WHAT YOU SHOULD DO => Return each line below that contains the word "Give".

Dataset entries

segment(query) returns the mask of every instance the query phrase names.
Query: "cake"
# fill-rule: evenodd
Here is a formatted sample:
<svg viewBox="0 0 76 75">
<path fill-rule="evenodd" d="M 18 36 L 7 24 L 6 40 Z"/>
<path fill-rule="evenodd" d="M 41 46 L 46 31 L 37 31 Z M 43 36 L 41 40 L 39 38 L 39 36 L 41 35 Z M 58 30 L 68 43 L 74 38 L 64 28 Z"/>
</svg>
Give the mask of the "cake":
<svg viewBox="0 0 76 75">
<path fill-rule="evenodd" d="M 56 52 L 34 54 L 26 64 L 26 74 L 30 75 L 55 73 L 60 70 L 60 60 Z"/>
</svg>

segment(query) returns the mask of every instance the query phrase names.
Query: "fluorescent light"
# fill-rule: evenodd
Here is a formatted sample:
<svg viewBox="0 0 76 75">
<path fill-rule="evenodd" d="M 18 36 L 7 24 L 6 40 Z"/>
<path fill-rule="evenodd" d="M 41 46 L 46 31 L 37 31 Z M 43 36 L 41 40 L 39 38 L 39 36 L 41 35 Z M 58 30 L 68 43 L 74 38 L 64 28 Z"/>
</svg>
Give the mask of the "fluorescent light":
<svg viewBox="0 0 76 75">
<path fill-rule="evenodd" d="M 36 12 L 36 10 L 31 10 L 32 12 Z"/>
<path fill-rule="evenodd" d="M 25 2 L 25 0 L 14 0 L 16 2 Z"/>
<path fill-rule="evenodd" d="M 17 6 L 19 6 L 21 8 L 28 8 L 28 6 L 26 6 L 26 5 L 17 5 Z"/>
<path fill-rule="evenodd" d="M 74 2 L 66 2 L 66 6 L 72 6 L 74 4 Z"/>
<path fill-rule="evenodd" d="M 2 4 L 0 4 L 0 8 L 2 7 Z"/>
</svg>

TASK ANSWER =>
Give the mask of the "cake":
Give the mask of the "fluorescent light":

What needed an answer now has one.